Document passage.
*-*-*

It was still early in the 70s. My husband--one of the many visible Tom Green's--had worked as the Stage Manager/Light Man at the Troubador on Santa Monica Boulevard, one street down from Sunset, starting New Year's Eve, 1970.
Although Tom had designed lighting for plays he directed or wrote and produced at Occidental College, in Los Angeles--the place where President Obama spent his first two years of college life--he had never actually installed lights. You know, gotten up on the tall ladder and hung them. Theater is more teamwork than nightclubs--but, Tom wanted this job and convinced Gat Gunning, the club's manager, that he could it.
Tom knew he wouldn't last long at the Troubador if he didn't bring it off. But, he did. He kept the job until he quit when we sold everything we had, said our goodbyes to family and friends and left California for good in July, 1971. Now, when I read the history of the Troubador I see that the time Tom was there is considered the height of the Folk Rock movement.

*-*-*

To be done.
**1)** List every person named in the passage about the Troubador.
**2)** Write out the passage about the Troubador starting with "It was still" and going on through "he could it.".

Given material.
*-*-*

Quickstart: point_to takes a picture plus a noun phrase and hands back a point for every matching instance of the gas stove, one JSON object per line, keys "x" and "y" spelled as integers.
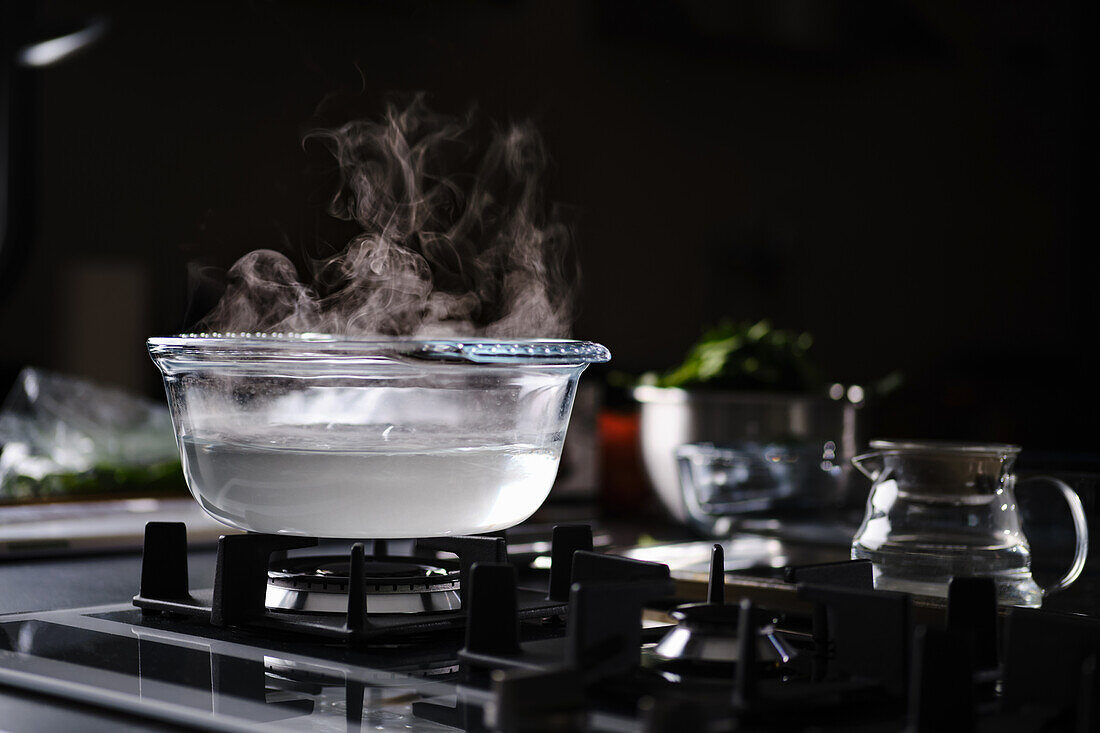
{"x": 449, "y": 634}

*-*-*

Answers.
**1)** Tom Green, Gat Gunning, President Obama

**2)**
It was still early in the 70s. My husband--one of the many visible Tom Green's--had worked as the Stage Manager/Light Man at the Troubador on Santa Monica Boulevard, one street down from Sunset, starting New Year's Eve, 1970.
Although Tom had designed lighting for plays he directed or wrote and produced at Occidental College, in Los Angeles--the place where President Obama spent his first two years of college life--he had never actually installed lights. You know, gotten up on the tall ladder and hung them. Theater is more teamwork than nightclubs--but, Tom wanted this job and convinced Gat Gunning, the club's manager, that he could it.